* 実施タスク:
1 > ChatGPTについての記事で、尾原和啓さんがGPTを成長加速に変えるものとして推奨している理論は何ですか?
2 > ChatGPTについての記事を、最後の文の後から書き継いでください。

* ページ抜粋:
※ ※ ※

「レポートを作れてしまうのでは」という議論がされるほど世に浸透しつつあるChat GPTですが、「嘘をつく」といった評判があるのも事実。私たちは上手に使いこなすことができるのでしょうか。Google、マッキンゼー、リクルート、楽天の執行役員などを経て、現在はIT批評家として活躍されているメルマガ『尾原のアフターデジタル時代の成長論』の著者・尾原和啓さんは、GPTを成長加速に変える「Comprehended Input」という理論を推奨しています。どんな理論なのか、尾原さんが今回の記事で詳しく解説します。
GPTをカンニングではなく成長加速に変えるComprehended Input技法を解説
ChatGPTをカンニングとして依存になっちゃうのか、成長を加速させるものになるのか?それは「Comprehended Input Method」が大事だという話をしていきたいと思います。
これはめちゃくちゃ簡単なやり方なので、やり方をわかっていれば誰でもできると思うのでぜひ使っていただければです。
Comprehended Inputアプローチ
なんで日本でChatGPTはカンニングとして、レポートを作られてしまうんじゃないか、みたいなつまんないことが議論になるのかな?というのが本当不思議でしょうがないんですよね。
本来はChatGPTが作ってくれたレポートだとしても、そこに驚きと自分がこれを学びたいなということがあれば成長につながるはずなんですよね。
むしろChatGPTはすぐに答えを出して答えに近いものを作ってくれる。もちろん時々嘘ははらんでいるかもしれない。

※ ※ ※

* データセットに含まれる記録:
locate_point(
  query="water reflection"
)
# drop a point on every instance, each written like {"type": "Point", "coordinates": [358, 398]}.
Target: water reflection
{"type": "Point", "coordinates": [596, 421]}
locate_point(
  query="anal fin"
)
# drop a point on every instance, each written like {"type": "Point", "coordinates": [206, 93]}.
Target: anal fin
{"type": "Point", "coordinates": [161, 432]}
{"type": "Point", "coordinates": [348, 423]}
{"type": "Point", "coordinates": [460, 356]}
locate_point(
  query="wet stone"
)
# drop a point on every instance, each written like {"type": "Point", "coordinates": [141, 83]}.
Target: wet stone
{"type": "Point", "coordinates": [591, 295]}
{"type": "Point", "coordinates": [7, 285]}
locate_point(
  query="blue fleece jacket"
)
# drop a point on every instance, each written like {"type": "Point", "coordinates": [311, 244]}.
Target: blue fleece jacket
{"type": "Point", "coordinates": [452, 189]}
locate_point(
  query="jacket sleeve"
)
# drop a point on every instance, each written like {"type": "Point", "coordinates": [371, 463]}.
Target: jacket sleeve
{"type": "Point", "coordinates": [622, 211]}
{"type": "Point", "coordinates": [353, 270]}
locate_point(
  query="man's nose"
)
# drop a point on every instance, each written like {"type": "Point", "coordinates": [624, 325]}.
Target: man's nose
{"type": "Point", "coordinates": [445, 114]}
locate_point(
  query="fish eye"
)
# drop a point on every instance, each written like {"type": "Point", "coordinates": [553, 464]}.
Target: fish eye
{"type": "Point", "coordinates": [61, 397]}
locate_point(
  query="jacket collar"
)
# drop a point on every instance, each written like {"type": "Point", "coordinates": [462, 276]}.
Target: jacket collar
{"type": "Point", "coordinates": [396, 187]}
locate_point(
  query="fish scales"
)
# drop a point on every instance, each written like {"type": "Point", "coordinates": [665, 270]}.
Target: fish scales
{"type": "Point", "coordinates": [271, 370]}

※ ※ ※

* 回答一覧:
1 > 「Comprehended Input」という理論です。

2 >
でも複数回繰り返す中でファクトチェックしたりとかしながら作っていく作業みたいなのは、僕にとっては楽しいわけなんです。
だけどやっぱりいろんな人に話を聞くとそれは難しいという話をするんですよ。これを説明できる理論がないかな?ということで見つけたんですね。
それがさっき言った「Comprehended Input」という理論です。
これは何かというと「理解ができるレベルの入力をする」という話なんですよ。これは第二言語習得に関して、つまりはもともと僕らは日本語を喋っているところに英語だったり中国語だったりとか、2番目の言語を学ぶときの研究というのがいろいろあるんです。
ミシガン州立大学の名誉教授で第二言語習得の専門家をしていたスーザン・ガスさんが提唱したモデルなんですね。
ちゃんと話をすると、簡単に言っちゃえば、人間というのは喉が渇いていないときには水は飲みたくないし、自分が理解できない絵を見せられたり映画とかを見せられてもつまんなくて退屈で寝ちゃうわけですよね。
つまり、まず人間が学びたいなと思うことには「Noticed Input(気づき)」という、自分が何か必要に感じ、これは何か面白いかも?必要かも?というふうな気づきというのが最初に必要です。
そこで気づいた後にそれが自分の理解できる範囲の中でインプットが進む。そうすると自分が何かやりたいなという気づきがある。それが理解できると、実際自分の中で使ってみようということで内在化が起こり、今までの自分の知識と関連付けしてつながり、統合化される。
そうするとアウトプットとして日常で使うようになる。
日常で使っているとどんどん習得するということなんですよね。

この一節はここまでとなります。